• [EXERCISE TASK 1]: In the pronunciation thread, which two pronunciations does panjabigator give for the word?
• [EXERCISE TASK 2]: Reproduce the pronunciation thread verbatim, starting at "qee/qii + mat" and ending at "from my experience.".

• [DOCUMENT TEXT]:
****************
# Urdu, Persian: قیمت  pronunciation



## marrish

I'd like to ask the question on how this word is pronounced or how you hear it pronounced?


----------



## Alfaaz

I wonder if this is going to be another one of those انکشافی / revealing threads, in which we learn that we've been pronouncing a word wrong all along...!


> ...how this word is pronounced or how you hear it pronounced?


qee/qii + mat

It'll be interesting to see the answers for Persian, as they seem to pronounce ق as غ ...!?


----------



## UrduMedium

_*Urdu*: qiimat_. Interestingly, I cannot recall any variation on this word's pronunciation from my experience.


----------



## panjabigator

Depending on whom I'm talking with (and in which language), I say "qīmat" or "kīmat."


----------



## searcher123

In modern Persian, Qeymat.


----------



## luiz1

/ɣejmat/

for /ɣ/ refer to this chart http://en.wikipedia.org/wiki/Persian_phonology


----------



## Qureshpor

searcher123 said:


> In modern Persian, Qeymat.



Are you sure about your transliteration, dear Morteza?


----------



## searcher123

QURESHPOR said:


> Are you sure about your transliteration, dear Morteza?


Yes, I am. Which one you have problem with?


----------



## Qureshpor

searcher123 said:


> Yes, I am. Which one you have problem with?



I thought that even in Persian the vowel after the q is the same vowel after the sh in shiir (milk).


----------



## Qureshpor

marrish said:


> I'd like to ask the question on how this word is pronounced or how you hear it pronounced?



In Urdu (proper), qiimat. I am intrigued why you are asking this question, marrish SaaHib.
****************
• [LISTED RECORDS]:
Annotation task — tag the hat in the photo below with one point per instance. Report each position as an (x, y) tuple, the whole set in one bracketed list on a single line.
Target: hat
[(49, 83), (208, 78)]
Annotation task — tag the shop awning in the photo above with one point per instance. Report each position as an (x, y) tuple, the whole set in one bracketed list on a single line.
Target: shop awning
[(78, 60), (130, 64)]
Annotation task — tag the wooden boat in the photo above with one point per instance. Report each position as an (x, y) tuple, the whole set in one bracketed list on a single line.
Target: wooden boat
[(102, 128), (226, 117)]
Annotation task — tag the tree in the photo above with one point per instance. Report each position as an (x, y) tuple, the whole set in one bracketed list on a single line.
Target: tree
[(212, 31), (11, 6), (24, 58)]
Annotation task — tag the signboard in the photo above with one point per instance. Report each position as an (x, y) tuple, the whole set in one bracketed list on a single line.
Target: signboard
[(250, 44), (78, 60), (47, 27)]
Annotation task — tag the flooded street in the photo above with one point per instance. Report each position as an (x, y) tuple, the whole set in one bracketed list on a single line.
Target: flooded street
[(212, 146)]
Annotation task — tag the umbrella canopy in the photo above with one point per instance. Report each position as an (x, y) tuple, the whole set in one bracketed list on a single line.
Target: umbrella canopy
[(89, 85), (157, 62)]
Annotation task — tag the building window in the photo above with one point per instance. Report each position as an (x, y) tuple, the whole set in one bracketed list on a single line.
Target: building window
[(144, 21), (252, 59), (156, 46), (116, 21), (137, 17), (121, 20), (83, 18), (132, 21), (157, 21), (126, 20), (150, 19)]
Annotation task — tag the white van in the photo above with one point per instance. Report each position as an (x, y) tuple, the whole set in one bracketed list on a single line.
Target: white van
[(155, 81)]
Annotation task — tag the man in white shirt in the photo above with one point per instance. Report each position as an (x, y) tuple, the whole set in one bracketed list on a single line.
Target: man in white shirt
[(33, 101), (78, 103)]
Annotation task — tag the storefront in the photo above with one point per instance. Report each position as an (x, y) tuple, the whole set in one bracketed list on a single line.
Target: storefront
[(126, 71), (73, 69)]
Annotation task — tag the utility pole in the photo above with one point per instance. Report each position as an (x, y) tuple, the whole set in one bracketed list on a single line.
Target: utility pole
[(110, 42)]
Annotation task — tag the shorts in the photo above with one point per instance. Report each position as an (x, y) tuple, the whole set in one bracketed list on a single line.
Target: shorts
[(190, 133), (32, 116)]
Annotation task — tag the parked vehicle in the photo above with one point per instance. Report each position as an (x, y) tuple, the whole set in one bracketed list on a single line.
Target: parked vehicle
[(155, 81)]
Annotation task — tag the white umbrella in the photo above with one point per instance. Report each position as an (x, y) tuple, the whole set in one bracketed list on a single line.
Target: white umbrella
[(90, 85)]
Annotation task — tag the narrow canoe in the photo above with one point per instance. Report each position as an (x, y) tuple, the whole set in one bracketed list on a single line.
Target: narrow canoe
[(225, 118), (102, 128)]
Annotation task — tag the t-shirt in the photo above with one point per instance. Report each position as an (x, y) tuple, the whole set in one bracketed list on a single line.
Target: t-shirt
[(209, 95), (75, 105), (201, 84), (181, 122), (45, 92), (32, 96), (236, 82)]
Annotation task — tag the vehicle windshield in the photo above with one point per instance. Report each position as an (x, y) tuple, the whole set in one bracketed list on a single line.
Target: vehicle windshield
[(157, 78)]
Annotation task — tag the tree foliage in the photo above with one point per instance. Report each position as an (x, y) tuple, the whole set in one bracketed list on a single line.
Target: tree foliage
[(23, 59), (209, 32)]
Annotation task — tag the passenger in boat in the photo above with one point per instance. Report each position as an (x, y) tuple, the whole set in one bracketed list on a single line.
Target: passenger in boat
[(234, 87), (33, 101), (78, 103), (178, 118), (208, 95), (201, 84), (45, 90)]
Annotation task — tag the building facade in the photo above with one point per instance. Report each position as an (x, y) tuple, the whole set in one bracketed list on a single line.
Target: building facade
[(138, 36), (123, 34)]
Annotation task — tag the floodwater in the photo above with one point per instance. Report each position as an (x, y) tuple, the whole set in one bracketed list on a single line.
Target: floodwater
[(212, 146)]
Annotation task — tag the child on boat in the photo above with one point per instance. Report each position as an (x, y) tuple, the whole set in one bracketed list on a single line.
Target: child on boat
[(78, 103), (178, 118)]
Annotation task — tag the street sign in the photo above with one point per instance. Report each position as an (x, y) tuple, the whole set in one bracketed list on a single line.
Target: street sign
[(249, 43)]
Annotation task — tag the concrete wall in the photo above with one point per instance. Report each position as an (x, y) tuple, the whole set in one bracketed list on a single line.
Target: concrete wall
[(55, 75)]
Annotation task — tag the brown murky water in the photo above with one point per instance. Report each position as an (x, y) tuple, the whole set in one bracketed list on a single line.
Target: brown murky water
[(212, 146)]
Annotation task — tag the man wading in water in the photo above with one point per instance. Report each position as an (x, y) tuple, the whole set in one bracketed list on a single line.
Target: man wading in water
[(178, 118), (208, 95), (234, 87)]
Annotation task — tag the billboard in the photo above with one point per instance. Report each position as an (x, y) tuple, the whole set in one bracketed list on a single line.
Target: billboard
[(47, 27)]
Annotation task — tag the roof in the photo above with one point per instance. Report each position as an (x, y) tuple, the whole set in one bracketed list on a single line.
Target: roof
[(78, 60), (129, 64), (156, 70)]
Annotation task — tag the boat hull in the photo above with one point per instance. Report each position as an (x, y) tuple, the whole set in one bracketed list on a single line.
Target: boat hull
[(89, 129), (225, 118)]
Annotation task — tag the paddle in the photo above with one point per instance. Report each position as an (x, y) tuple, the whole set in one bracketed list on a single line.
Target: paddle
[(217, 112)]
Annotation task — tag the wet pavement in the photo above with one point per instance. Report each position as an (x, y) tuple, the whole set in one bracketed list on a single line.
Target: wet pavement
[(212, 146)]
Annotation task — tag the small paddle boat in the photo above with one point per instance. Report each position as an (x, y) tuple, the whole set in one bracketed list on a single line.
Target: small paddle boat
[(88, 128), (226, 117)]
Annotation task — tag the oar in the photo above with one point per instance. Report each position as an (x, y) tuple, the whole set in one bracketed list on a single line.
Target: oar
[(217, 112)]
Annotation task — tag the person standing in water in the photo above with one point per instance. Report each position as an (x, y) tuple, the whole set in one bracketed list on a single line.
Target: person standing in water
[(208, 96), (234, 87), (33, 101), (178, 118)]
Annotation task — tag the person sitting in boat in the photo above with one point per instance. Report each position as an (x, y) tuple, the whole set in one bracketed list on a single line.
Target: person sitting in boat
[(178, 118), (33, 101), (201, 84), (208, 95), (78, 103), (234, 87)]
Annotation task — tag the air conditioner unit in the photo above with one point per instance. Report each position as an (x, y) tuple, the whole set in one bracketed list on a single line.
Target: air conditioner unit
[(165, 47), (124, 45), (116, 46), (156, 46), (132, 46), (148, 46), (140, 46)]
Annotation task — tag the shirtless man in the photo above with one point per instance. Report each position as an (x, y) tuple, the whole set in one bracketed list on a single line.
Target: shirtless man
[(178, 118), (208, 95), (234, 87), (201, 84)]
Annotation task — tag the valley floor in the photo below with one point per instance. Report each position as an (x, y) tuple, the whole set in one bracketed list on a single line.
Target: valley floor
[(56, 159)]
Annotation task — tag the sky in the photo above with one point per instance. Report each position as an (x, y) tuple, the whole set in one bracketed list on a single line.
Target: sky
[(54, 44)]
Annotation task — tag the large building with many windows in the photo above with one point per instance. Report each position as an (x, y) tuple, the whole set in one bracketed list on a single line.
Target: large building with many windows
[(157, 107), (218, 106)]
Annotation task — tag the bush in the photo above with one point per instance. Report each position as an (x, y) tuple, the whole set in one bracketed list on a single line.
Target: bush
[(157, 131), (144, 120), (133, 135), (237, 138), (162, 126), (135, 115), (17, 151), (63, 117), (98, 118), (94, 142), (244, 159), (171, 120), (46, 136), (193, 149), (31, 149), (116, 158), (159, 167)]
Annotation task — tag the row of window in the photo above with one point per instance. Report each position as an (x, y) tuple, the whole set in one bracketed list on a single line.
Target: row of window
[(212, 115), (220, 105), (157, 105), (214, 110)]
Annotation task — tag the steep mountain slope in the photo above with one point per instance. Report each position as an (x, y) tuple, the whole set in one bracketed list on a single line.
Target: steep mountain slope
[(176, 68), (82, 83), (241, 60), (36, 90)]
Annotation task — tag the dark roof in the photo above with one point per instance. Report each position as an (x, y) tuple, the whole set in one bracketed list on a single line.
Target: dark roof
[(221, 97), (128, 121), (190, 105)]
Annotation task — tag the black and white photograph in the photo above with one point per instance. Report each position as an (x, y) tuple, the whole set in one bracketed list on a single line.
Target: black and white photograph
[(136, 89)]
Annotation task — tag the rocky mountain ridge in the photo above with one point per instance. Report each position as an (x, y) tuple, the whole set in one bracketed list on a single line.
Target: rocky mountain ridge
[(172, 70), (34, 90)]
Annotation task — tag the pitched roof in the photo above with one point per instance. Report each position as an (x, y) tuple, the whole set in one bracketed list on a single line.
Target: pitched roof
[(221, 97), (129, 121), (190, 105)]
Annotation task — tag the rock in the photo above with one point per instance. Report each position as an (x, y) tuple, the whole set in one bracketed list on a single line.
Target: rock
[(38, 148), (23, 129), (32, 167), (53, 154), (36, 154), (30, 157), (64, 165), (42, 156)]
****************
• [WORKED ANSWER 1]: "Qīmat" or "kīmat."

• [WORKED ANSWER 2]:
qee/qii + mat

It'll be interesting to see the answers for Persian, as they seem to pronounce ق as غ ...!?


----------



## UrduMedium

_*Urdu*: qiimat_. Interestingly, I cannot recall any variation on this word's pronunciation from my experience.